* Entries shown:
━━━━━━━━━━━━━━━━━━━━
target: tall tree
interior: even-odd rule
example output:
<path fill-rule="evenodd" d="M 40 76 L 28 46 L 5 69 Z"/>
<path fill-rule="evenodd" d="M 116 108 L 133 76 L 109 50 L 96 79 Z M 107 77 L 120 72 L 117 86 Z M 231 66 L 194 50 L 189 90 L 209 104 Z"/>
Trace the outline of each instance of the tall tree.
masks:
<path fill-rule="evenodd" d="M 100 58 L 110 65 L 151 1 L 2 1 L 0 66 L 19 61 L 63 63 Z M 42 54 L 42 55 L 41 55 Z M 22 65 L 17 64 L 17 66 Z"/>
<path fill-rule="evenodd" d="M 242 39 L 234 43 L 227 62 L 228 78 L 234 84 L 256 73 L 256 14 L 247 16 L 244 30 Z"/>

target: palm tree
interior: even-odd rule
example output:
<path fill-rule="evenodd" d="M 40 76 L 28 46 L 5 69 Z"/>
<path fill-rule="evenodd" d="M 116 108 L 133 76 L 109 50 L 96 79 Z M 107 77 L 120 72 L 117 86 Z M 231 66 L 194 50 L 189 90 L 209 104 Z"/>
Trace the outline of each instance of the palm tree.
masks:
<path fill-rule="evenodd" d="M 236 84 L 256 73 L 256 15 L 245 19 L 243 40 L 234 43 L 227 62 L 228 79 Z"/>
━━━━━━━━━━━━━━━━━━━━
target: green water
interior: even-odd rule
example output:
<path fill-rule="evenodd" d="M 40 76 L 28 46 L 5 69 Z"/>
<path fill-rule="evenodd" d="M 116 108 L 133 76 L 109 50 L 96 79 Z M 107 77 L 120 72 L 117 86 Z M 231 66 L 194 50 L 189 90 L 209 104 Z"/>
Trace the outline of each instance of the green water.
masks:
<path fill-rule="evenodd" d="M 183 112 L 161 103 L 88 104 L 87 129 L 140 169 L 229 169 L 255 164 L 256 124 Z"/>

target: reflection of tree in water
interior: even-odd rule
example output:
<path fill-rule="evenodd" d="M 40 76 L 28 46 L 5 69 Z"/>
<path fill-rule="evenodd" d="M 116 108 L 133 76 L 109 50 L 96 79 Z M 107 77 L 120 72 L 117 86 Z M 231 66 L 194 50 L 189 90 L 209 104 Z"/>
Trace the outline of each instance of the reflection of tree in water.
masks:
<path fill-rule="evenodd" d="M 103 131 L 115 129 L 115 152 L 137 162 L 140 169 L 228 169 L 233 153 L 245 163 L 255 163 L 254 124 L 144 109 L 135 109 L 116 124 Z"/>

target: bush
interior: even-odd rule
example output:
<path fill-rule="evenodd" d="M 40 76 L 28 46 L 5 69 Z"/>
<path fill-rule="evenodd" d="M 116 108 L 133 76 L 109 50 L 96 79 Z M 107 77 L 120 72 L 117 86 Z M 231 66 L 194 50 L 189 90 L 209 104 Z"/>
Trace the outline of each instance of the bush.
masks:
━━━━━━━━━━━━━━━━━━━━
* Work to be completed:
Print the data again without changes, beginning at the line that contains "target: reflection of tree in water" and stopping after the line that contains "103 131 L 115".

* Task result:
target: reflection of tree in water
interior: even-odd rule
example output:
<path fill-rule="evenodd" d="M 40 76 L 28 46 L 5 69 Z"/>
<path fill-rule="evenodd" d="M 116 108 L 133 76 L 109 50 L 96 79 Z M 107 77 L 120 72 L 117 86 Z M 231 66 L 194 50 L 189 90 L 209 104 Z"/>
Trace the outline of each instance of the reflection of tree in water.
masks:
<path fill-rule="evenodd" d="M 103 131 L 115 129 L 115 152 L 137 162 L 140 169 L 228 169 L 233 153 L 245 163 L 255 163 L 254 124 L 144 109 L 135 109 L 116 124 Z"/>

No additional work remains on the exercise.